• Quoted passage
┌────────
# Heater for ada 60p tank (60 litres) - Inline or not?



## steveno (22 Oct 2017)

Hey all, was wondering if any one could offer some advice, i recently picked up an ADA 60P tank, for a up a new iwagumi scape, I've started to think about the heater, had planned using a Hydor Inline heater for the minimum look but looking on their website, these heater are designed or slightly larger tanks (100 litre +). Any one using with this size tank or do i have to a in tank heater .


----------



## Nigel95 (22 Oct 2017)

I am using hydor eth 200 on a 36L and a 128L tank. Although it can get easier broken because on a smaller tank the heater will turn more on and off. But to answer your question you can easily use it on a 60p. You need a bit of luck some people run the inline heater for years and some people had them only running for 6 months before they got broken.


----------



## Zeus. (22 Oct 2017)

Have two hydro heaters myself which  I have the power turn off via reading from thermal probe which goes to my PLC, the PLC has a night and day time temp too. Only slightly different 1.0degree max.
Not cheap to do, but doable.

Sent from Mountolympus via neural interface


----------



## steveno (23 Oct 2017)

Thanks for your responce chaps, Zeus can I ask what's a PLC.


----------



## Zeus. (23 Oct 2017)

steveno said:


> Thanks for your responce chaps, Zeus can I ask what's a PLC.



How to use a PLC worth read. Not cheap.


----------



## Cactusface (24 Oct 2017)

Hi All,
             I keep saying I'll make my own PLC using an Arduino, simple programming. I've used the arduino for other things like my seed propagator,  where the temp is controlled by what light is available, anyone interested!!  especially if around the Leicester area.
Regards

Mel.


----------



## Cactusface (24 Oct 2017)

Hi,
      I too am thinking about an inline heater, what about this one: https://www.banggood.com/220V-240V-...ium-Fish-Tank-p-1132604.html?rmmds=mywishlist  It's 300W and I only need 200W on my 170L tank! So it might not be constantly switching on/off. very good price? I've had some good stuff from China and some not so good!  I like the option for different pipe fittings.
└────────
• Task requirements
1/ Quote everything in the forum thread on aquarium heaters from "Have two hydro" down to "do, but doable.".
2/ Answer these questions from the forum thread on aquarium heaters.
(a) What tank size does steveno say the Hydor inline heaters are designed for?
(b) On which two tank sizes does Nigel95 use the Hydor ETH 200?
(c) What wattage is the heater Cactusface links, and how many watts does Cactusface say the 170L tank needs?

(Stored data)
┌────────
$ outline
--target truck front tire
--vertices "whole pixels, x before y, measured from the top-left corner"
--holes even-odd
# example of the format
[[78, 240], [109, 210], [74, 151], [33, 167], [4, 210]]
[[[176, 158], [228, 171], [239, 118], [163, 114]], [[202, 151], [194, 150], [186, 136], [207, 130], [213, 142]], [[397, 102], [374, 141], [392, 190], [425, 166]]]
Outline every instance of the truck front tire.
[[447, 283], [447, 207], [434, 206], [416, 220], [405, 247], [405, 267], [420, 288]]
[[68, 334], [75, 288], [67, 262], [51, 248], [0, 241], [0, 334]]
└────────
• Outputs by task
1/
Have two hydro heaters myself which  I have the power turn off via reading from thermal probe which goes to my PLC, the PLC has a night and day time temp too. Only slightly different 1.0degree max.
Not cheap to do, but doable.

2/
(a) Slightly larger tanks, 100 litres and up.
(b) A 36L tank and a 128L tank.
(c) The linked heater is 300W, and the 170L tank needs only 200W.